## start RECORD LIST

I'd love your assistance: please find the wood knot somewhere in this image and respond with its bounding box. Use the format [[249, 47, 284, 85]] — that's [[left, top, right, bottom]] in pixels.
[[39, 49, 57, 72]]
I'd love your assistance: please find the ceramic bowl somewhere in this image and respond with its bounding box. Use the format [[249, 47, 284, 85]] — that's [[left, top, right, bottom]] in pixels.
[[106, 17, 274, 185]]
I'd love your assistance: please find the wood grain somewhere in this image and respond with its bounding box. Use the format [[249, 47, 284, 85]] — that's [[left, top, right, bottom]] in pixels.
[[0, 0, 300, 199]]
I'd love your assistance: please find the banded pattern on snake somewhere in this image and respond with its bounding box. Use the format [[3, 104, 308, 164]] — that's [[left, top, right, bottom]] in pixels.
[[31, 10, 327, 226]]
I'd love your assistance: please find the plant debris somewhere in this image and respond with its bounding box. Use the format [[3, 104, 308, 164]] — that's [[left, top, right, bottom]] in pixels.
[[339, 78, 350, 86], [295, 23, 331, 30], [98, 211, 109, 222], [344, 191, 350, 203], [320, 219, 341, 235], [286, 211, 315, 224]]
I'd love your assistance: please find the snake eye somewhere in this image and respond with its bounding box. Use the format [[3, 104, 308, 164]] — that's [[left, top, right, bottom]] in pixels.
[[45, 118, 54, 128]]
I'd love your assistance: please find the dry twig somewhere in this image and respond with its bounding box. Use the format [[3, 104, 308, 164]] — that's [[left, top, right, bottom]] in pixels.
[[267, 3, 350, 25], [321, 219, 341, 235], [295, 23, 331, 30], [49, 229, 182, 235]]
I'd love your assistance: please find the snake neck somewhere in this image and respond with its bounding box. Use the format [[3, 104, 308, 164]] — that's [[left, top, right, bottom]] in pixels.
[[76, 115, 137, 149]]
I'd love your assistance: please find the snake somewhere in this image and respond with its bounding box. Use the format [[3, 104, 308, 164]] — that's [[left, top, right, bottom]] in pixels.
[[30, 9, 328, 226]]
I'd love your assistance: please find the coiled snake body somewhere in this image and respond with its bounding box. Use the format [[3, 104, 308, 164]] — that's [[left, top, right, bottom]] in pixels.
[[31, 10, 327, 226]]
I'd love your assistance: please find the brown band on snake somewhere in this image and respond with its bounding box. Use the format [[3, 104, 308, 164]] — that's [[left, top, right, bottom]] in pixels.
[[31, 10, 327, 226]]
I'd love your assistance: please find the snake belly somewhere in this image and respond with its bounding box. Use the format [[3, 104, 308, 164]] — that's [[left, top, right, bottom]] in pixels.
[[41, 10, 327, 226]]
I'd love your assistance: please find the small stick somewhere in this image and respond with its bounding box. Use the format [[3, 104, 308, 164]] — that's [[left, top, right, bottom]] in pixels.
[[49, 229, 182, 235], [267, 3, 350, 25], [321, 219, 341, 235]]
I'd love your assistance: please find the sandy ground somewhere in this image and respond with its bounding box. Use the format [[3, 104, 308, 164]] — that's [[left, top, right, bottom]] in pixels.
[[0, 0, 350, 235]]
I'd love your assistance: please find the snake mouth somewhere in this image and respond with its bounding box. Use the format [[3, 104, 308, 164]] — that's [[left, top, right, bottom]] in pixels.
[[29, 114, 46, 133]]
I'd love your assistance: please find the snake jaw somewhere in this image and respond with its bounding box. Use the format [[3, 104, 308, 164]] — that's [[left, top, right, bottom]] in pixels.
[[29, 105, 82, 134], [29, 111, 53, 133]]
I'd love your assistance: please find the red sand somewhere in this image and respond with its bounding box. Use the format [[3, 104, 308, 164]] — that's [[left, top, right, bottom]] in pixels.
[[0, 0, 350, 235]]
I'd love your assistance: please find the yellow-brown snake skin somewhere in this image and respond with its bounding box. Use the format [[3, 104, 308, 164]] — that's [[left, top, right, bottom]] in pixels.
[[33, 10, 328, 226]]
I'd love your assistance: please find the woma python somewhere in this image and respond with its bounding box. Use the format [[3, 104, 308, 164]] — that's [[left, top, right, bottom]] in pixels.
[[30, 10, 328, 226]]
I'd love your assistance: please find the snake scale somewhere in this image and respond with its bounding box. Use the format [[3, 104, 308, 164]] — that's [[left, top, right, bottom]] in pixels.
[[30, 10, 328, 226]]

## end RECORD LIST

REQUIRED WORK:
Substitute "enclosing box" for every "bounding box" in the rows above, and leave everything else unchanged.

EXERCISE SOLUTION:
I'd love your assistance: please find the wood knot somewhere in this image and respond with its enclosing box. Use the format [[249, 47, 284, 85]] — that's [[left, top, right, bottom]] in pixels.
[[39, 49, 57, 72]]
I'd love your assistance: please find the ceramic bowl somewhere in this image and respond with its enclosing box. Use the format [[249, 47, 284, 85]] — that's [[left, top, right, bottom]] in pixels.
[[106, 17, 274, 185]]
I'd love your assistance: please find the wood grain somewhere in this image and respond with its enclosing box. Use the format [[249, 47, 284, 85]] — that's [[left, top, right, bottom]] in pixels.
[[0, 0, 300, 199]]
I'd love your assistance: please find the banded pattern on snake somewhere in this image and respond with its enclosing box. Use the format [[3, 104, 308, 164]] — that's [[left, top, right, bottom]] in pixels.
[[31, 10, 327, 226]]
I'd love your assistance: please find the plant debris somewhere in this image and respond with its enclosing box. Use the format [[3, 104, 308, 164]] — that's [[left, top, right, bottom]] in pixels.
[[339, 78, 350, 86], [295, 23, 331, 30], [98, 211, 109, 222], [344, 191, 350, 203], [320, 219, 341, 235], [286, 211, 315, 224]]
I'd love your assistance: please find the snake eye somewhere in this image and respond with its enclosing box. Use the format [[3, 104, 308, 164]] — that's [[left, top, right, bottom]] in pixels.
[[45, 118, 54, 128]]
I'd love your assistance: please find the dry twig somewhere in this image and respond with its enclosing box. Use the format [[3, 104, 308, 164]] — that's [[left, top, right, bottom]] in pixels.
[[267, 3, 350, 25], [321, 219, 341, 235], [295, 23, 331, 30], [49, 229, 182, 235]]
I'd love your assistance: please find the snake neck somewhere in this image and respond with its enclosing box. Use the format [[3, 104, 308, 164]] — that's [[left, top, right, bottom]] in pixels.
[[76, 115, 137, 149]]
I'd love your assistance: please find the snake somewhere in this image and respond with its enclosing box. Use the format [[3, 104, 308, 164]] — that's [[left, top, right, bottom]] in pixels.
[[30, 9, 328, 226]]
I'd love your assistance: please find the coiled snake body somewhere in this image and respond with its enclosing box. Use the format [[3, 104, 308, 164]] — that's [[left, top, right, bottom]] in pixels.
[[31, 10, 327, 226]]
I'd love your assistance: please find the brown band on snake somewhere in this image and respond with its enclosing box. Use the format [[3, 104, 308, 164]] — that's [[left, top, right, bottom]] in pixels.
[[31, 10, 327, 226]]
I'd love your assistance: please find the snake belly somewhere in this image and respond with its enclosing box. Use the format [[3, 104, 308, 164]] — that's [[left, top, right, bottom]] in pixels.
[[41, 10, 327, 226]]
I'd love your assistance: please find the small stick somewhere in this image and respond with its enclosing box. Use the format [[3, 104, 308, 164]] — that's [[left, top, right, bottom]] in pixels.
[[49, 229, 182, 235], [267, 3, 350, 25], [321, 219, 341, 235]]
I'd love your assistance: please find the sandy ground somewhere in this image and respond with its enclosing box. Use the format [[3, 104, 308, 164]] — that's [[left, top, right, bottom]] in pixels.
[[0, 0, 350, 235]]
I'd love your assistance: please find the snake mouth somewhere in this image and respond with its enclosing box. Use the format [[3, 104, 308, 164]] — that's [[left, top, right, bottom]] in pixels.
[[29, 114, 46, 133]]
I'd love your assistance: please find the snake jaw somewhere in this image and respond with its enclosing box. Use the format [[3, 104, 308, 164]] — that's [[left, top, right, bottom]] in pixels.
[[29, 105, 82, 134], [29, 111, 53, 133]]
I'd love your assistance: please find the red sand somewhere in this image and respond with its enclosing box. Use the format [[3, 104, 308, 164]] — that's [[left, top, right, bottom]] in pixels.
[[0, 0, 350, 235]]
I'd love your assistance: please find the yellow-brown snake skin somewhere in this image and respond with its enclosing box. Use the format [[3, 104, 308, 164]] — that's [[left, top, right, bottom]] in pixels.
[[33, 10, 328, 226]]
I'd love your assistance: please find the woma python somewhere in this image and respond with its enclosing box. Use the format [[3, 104, 308, 164]] — that's [[left, top, right, bottom]] in pixels.
[[30, 10, 328, 226]]
I'd love your assistance: please find the snake scale somewhere in this image and respond with its enclosing box. Use the format [[3, 104, 308, 164]] — that's [[left, top, right, bottom]] in pixels.
[[30, 10, 328, 226]]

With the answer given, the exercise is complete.